Directive:
Switch every "Greenhouse-scouting" to "Field-survey" in the material below and give it back with nothing else changed. Leave the pictures out of your answer.

— start of Data supplied —

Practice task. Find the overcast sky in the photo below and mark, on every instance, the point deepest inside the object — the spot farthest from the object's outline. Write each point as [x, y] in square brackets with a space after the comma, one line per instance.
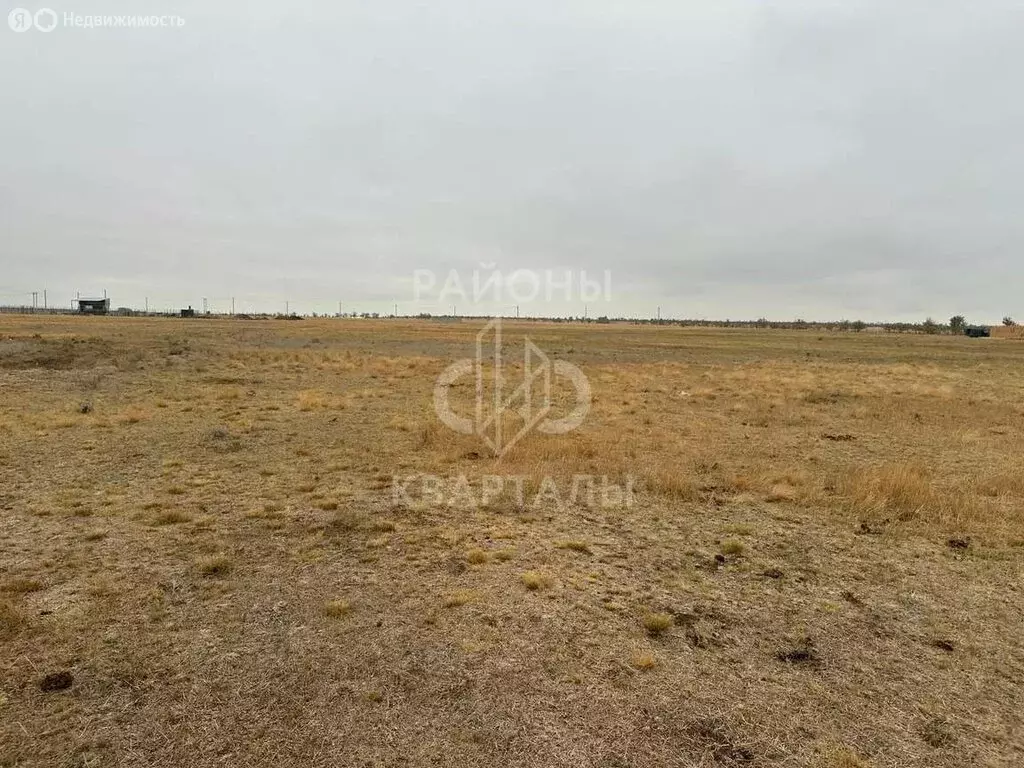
[721, 159]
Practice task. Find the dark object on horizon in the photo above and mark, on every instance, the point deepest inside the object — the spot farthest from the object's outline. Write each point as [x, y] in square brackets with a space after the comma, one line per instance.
[93, 306]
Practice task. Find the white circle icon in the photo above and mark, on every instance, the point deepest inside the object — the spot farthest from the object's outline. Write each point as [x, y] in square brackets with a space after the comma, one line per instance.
[45, 19]
[19, 19]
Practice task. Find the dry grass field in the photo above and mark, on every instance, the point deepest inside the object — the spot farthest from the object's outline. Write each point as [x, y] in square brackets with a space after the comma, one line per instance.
[204, 560]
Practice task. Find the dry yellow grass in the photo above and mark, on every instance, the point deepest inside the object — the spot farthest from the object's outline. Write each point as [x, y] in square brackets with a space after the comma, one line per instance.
[819, 522]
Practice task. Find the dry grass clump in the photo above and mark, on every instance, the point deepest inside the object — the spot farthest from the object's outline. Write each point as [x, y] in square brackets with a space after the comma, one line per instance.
[576, 546]
[215, 565]
[905, 493]
[345, 520]
[732, 547]
[643, 659]
[781, 492]
[672, 483]
[11, 617]
[656, 624]
[22, 585]
[172, 517]
[843, 757]
[337, 608]
[459, 597]
[535, 581]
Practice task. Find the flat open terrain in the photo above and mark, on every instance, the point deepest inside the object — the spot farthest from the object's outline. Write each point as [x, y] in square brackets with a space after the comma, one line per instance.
[200, 527]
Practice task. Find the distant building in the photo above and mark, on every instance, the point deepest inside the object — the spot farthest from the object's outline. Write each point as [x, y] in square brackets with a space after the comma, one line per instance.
[93, 306]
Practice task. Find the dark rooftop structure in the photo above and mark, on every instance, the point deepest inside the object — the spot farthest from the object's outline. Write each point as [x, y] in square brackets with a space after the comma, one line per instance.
[93, 306]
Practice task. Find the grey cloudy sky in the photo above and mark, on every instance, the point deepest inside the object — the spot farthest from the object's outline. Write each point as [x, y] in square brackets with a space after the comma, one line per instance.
[802, 158]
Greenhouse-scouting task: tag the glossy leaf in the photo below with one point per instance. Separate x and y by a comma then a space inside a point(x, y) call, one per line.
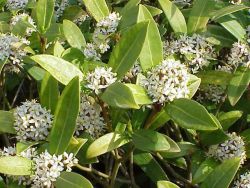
point(14, 165)
point(238, 85)
point(152, 51)
point(174, 16)
point(72, 180)
point(106, 143)
point(229, 118)
point(73, 35)
point(199, 15)
point(222, 175)
point(64, 123)
point(7, 122)
point(232, 26)
point(148, 140)
point(128, 49)
point(190, 115)
point(227, 10)
point(44, 14)
point(150, 166)
point(97, 8)
point(166, 184)
point(49, 92)
point(54, 66)
point(204, 170)
point(125, 96)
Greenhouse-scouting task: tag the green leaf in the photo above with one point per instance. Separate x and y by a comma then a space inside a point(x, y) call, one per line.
point(7, 122)
point(186, 148)
point(152, 51)
point(199, 15)
point(204, 170)
point(190, 114)
point(75, 145)
point(125, 96)
point(174, 16)
point(229, 118)
point(222, 175)
point(159, 120)
point(72, 180)
point(193, 85)
point(73, 35)
point(215, 77)
point(15, 165)
point(148, 140)
point(106, 143)
point(54, 66)
point(223, 37)
point(238, 85)
point(64, 123)
point(166, 184)
point(128, 49)
point(233, 26)
point(97, 8)
point(150, 166)
point(227, 10)
point(49, 92)
point(153, 10)
point(44, 13)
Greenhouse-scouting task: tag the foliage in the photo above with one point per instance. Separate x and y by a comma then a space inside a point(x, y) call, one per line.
point(124, 93)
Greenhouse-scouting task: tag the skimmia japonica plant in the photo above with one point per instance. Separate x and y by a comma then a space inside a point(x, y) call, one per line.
point(124, 93)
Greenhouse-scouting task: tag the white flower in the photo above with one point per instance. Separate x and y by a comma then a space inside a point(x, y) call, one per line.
point(235, 2)
point(16, 4)
point(60, 6)
point(195, 51)
point(233, 147)
point(239, 55)
point(91, 53)
point(108, 25)
point(15, 19)
point(10, 47)
point(243, 181)
point(89, 118)
point(49, 167)
point(79, 20)
point(167, 81)
point(100, 79)
point(32, 122)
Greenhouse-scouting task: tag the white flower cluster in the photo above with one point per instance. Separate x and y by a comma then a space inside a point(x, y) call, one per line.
point(213, 93)
point(233, 147)
point(101, 37)
point(183, 2)
point(195, 51)
point(48, 168)
point(235, 2)
point(10, 47)
point(243, 181)
point(90, 119)
point(29, 153)
point(100, 78)
point(32, 121)
point(248, 33)
point(79, 20)
point(25, 17)
point(239, 56)
point(16, 4)
point(167, 81)
point(60, 6)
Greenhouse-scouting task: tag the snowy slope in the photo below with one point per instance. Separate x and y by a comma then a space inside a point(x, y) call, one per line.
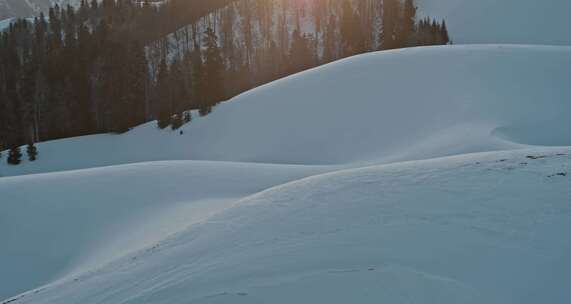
point(484, 228)
point(56, 224)
point(505, 21)
point(361, 110)
point(480, 228)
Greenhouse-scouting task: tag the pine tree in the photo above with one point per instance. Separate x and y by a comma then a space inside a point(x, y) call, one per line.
point(213, 69)
point(32, 152)
point(163, 95)
point(408, 23)
point(389, 27)
point(14, 156)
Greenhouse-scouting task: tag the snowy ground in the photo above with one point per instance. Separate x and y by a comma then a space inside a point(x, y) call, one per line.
point(361, 111)
point(445, 193)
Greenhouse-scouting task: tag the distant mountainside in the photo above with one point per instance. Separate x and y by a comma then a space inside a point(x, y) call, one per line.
point(27, 8)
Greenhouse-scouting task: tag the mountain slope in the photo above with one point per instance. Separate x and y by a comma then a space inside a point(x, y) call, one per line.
point(53, 225)
point(28, 8)
point(482, 228)
point(361, 110)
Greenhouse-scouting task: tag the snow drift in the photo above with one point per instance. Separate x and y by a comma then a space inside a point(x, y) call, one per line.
point(483, 228)
point(379, 107)
point(480, 228)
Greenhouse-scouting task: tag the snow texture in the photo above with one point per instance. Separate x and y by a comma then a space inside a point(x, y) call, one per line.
point(408, 176)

— end of Data supplied —

Answer for the task:
Practice task. Find the overcast sky in the photo below and mark, on every instance, the point deepest inside the object — the spot farthest from the object's outline. Write each point as [x, y] in square brackets with a space after the comma, one line per instance.
[721, 159]
Practice task. Find the dark object on horizon in the photo above and mark, on every instance, the point deepest inside the object — the spot farthest from the object's outline. Write each point as [x, y] in square brackets with a space after the comma, one line per instance.
[93, 306]
Practice task. Find the white circle icon in the photo above and mark, on every instance, the point deepest inside the object — the spot farthest from the object's outline. Write each point as [x, y] in square brackets with a space after the comma, one line per instance.
[45, 19]
[19, 19]
Practice task. Find the dry grass field in the photo above and mark, on every instance, the point deepest inside the object — the spot farthest from the object's outline. Write each point as [x, y] in square brackets with a space after the comma, one line per instance.
[204, 560]
Practice task. Find the dry yellow grass in the photo above and mark, on every instance, the point deepest inside the object — the spot farthest from the object's outline. Write each point as [x, y] in square brackets with a space after the comma, one line per instance.
[819, 522]
Practice task. Find the dry grass clump in the photo above and mark, on every instance, the point deepest inside the object — the spot farthest from the object's outline. Write each point as [x, y] in square brackets with a space after the comma, one line per instance.
[576, 546]
[215, 565]
[905, 493]
[345, 520]
[732, 547]
[643, 659]
[781, 492]
[672, 483]
[11, 617]
[656, 624]
[22, 585]
[172, 517]
[843, 757]
[337, 608]
[459, 597]
[535, 581]
Practice task. Find the flat open terrain in the photo above and mark, on every instance, the point deepest inside the object — the spot farthest from the object's outline. Write each point as [x, y] in square brackets with a space after the comma, one line per instance.
[200, 527]
Practice task. Find the distant building in the photo above and mark, on every instance, the point deepest inside the object — the spot farthest from the object's outline. Write each point as [x, y] in square brackets with a space after the comma, one line per instance.
[93, 306]
Practice task. Find the dark rooftop structure in the photo above and mark, on every instance, the point deepest inside the object — the spot farthest from the object's outline. Write each point as [x, y] in square brackets with a space after the comma, one line per instance.
[93, 306]
Practice task. Find the grey cloudy sky in the photo above and mark, on every instance, the point deepest inside the object — the spot farthest from the object's outline. Write each point as [x, y] in square brackets with a space after the comma, one line per instance.
[802, 158]
Field-survey task: tag the glossy leaf in the photo below with one point per instance. Separate x and y by a comma then a space inside a point(x, y) call, one per line.
point(14, 165)
point(238, 85)
point(152, 51)
point(174, 16)
point(72, 180)
point(106, 143)
point(229, 118)
point(73, 35)
point(199, 15)
point(222, 175)
point(64, 123)
point(7, 122)
point(232, 26)
point(148, 140)
point(128, 49)
point(190, 115)
point(227, 10)
point(44, 14)
point(150, 166)
point(97, 8)
point(166, 184)
point(49, 92)
point(54, 66)
point(204, 170)
point(125, 96)
Field-survey task: tag the green leaf in the photo above with one point per instance. Separate x and y by a comma then a space inside a point(x, y) call, one per line.
point(7, 122)
point(186, 148)
point(152, 51)
point(199, 15)
point(204, 170)
point(190, 114)
point(75, 145)
point(125, 96)
point(174, 16)
point(229, 118)
point(222, 175)
point(159, 120)
point(72, 180)
point(193, 85)
point(73, 35)
point(215, 77)
point(15, 165)
point(148, 140)
point(106, 143)
point(54, 66)
point(223, 37)
point(238, 85)
point(64, 123)
point(166, 184)
point(128, 49)
point(233, 26)
point(97, 8)
point(150, 166)
point(227, 10)
point(49, 92)
point(153, 10)
point(44, 13)
Field-survey task: tag the foliage in the photo above with one point per instance. Separate x and y by a comma then a space inside a point(x, y) call, one per line.
point(124, 93)
Field-survey task: tag the skimmia japonica plant in the photo above with one point per instance. Separate x and y by a comma then a space inside a point(x, y) call, one per line.
point(124, 93)
Field-survey task: tag the white flower in the photo above with one point per instance. Separate x and y by a comma then a space inside a point(x, y) call, one per line.
point(235, 2)
point(16, 4)
point(60, 6)
point(195, 51)
point(233, 147)
point(239, 55)
point(91, 53)
point(108, 25)
point(15, 19)
point(10, 47)
point(243, 181)
point(89, 118)
point(49, 167)
point(79, 20)
point(167, 81)
point(100, 79)
point(32, 122)
Field-survey task: tag the white flower cluster in the photo above with one point per instance. Separate x and y by a comma then a space inside a point(x, y) call, one per line.
point(213, 93)
point(233, 147)
point(101, 37)
point(183, 2)
point(195, 51)
point(48, 168)
point(235, 2)
point(10, 47)
point(243, 181)
point(90, 119)
point(29, 153)
point(100, 78)
point(32, 121)
point(248, 33)
point(79, 20)
point(25, 17)
point(239, 56)
point(16, 4)
point(167, 81)
point(60, 6)
Field-survey task: tag the snowy slope in the photo below with one point per instance. Separate x and y by a comma then a space inside a point(x, y) call, one per line.
point(484, 228)
point(56, 224)
point(505, 21)
point(361, 110)
point(480, 228)
Field-survey task: tag the pine tree in the photo above with one point per instance. Separate x and y by a comma then a space inside a point(x, y) call, one per line.
point(213, 69)
point(32, 152)
point(163, 95)
point(408, 23)
point(389, 27)
point(14, 156)
Field-survey task: tag the snowy ground in the photo above with one point per instance. Separate x and y by a comma then a space inside a point(x, y) call, one per line.
point(361, 111)
point(445, 193)
Field-survey task: tag the distant mountainside in the photo above with one point per instance. Separate x and y by a comma then a space inside a point(x, y) call, one per line.
point(27, 8)
Field-survey task: tag the mountain slope in the photo above with one point per instance. Separate x and y by a comma then a space inside a point(x, y) call, one per line.
point(53, 225)
point(28, 8)
point(482, 228)
point(361, 110)
Field-survey task: tag the snow drift in the photo above with one point per instance. Separate x and y by a comma then a space inside a point(x, y) call, one per line.
point(483, 228)
point(379, 107)
point(480, 228)
Field-survey task: tag the snow texture in the photo above with one point per instance. Separate x and y by a comma then a space inside a point(x, y) call, one per line.
point(408, 176)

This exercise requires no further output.